◆ **YOUR TASK**: Revise the post about worrying over a sick newborn, beginning at the words that start with "Updated: Apr 6" and stopping after "out for help.". Put "infant" in place of "pēpi" throughout.

Updated: Apr 6
Every māmā worries. One of the big worries that enters your life once pēpi is born and sometimes even before is that your baby may get sick. Currently coronavirus or COVID-19 is the big worry. Not too long ago and when my son was very first born it was measles. For the foreseeable future, at least, it seems there will always be something out there to protect our babies from getting māuiui.
It can be scary thinking of all the potential risks out there and you may just want to stay home. Especially with a new pēpi and extra especially with an illness outbreak or pandemic. Lockdown/isolation/quarantine will become familiar as a Māmā but that won't make it any easier. It will still be hard on your mental health so remember to get fresh air, eat well, and reach out for help.
There is always risk but how do you even know if your pēpi is actually sick? It’s not like they can turn around and tell you, not yet anyway. When my son was first born I was constantly worrying what if he’s sick and I don’t notice or know enough about the signs? What is that brown fluid he's just puked up? What is that stuff in the corner of his eye? Is he too hot? Is he too cold? Is he crying more than normal because he has a sore puku? Has that lump behind his ear always been there? Why did he just sneeze? Even if you don't know, trust me you'll know.
The general rule for newborn babies is no visits if you're sick. That fact is pretty universal. You will still always get the odd visitor who comes and stands in the corner and says "oh no I'm a bit sniffly" when you ask if they want to hold your pēpi. It will annoy you that they even showed up and you will cross all fingers and toes that their germs remain theirs and aren't shared around. I'm not sure at what age this universal rule ends but at some point people will just grab your baby with their snotty noses and gross coughs which will also annoy you and you will swoop in and scoop your baby up to save him in the same way you do when a cigarette lights up in a 10 metre radius of your pēpi.

◆ **DATA FOR REVIEW**:
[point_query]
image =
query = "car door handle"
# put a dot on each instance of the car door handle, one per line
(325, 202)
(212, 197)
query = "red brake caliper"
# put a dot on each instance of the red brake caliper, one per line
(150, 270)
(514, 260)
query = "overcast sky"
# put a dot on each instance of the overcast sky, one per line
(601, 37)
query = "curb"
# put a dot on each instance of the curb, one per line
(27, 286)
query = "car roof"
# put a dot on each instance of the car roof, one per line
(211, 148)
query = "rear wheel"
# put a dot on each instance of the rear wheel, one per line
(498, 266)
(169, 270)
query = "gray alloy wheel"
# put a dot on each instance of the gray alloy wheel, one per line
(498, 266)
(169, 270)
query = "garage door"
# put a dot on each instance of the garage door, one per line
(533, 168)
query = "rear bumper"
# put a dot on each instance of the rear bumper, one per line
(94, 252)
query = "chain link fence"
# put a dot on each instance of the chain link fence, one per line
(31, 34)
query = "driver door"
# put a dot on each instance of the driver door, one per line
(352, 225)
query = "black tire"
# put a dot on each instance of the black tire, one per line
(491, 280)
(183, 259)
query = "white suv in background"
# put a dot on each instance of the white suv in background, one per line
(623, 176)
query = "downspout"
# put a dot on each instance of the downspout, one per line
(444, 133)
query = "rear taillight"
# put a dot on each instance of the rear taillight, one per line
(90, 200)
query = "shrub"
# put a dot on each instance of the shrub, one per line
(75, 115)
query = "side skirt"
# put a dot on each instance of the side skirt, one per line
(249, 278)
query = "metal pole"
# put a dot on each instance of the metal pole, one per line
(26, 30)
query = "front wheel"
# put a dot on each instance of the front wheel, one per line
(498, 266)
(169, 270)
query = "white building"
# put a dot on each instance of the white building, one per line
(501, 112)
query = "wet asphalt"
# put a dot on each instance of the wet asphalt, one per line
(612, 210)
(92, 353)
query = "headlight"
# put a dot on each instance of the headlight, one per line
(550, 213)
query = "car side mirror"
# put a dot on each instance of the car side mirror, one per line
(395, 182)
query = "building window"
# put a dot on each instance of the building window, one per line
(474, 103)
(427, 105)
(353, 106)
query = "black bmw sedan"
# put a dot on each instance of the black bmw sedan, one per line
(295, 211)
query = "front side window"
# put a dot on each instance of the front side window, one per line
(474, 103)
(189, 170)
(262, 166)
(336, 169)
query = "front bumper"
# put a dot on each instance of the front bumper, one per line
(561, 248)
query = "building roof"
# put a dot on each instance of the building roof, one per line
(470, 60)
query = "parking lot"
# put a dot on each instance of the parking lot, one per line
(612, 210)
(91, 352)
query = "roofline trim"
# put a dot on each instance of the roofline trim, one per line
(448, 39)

◆ **ANSWER TO THE PROBLEM**:
Updated: Apr 6
Every māmā worries. One of the big worries that enters your life once infant is born and sometimes even before is that your baby may get sick. Currently coronavirus or COVID-19 is the big worry. Not too long ago and when my son was very first born it was measles. For the foreseeable future, at least, it seems there will always be something out there to protect our babies from getting māuiui.
It can be scary thinking of all the potential risks out there and you may just want to stay home. Especially with a new infant and extra especially with an illness outbreak or pandemic. Lockdown/isolation/quarantine will become familiar as a Māmā but that won't make it any easier. It will still be hard on your mental health so remember to get fresh air, eat well, and reach out for help.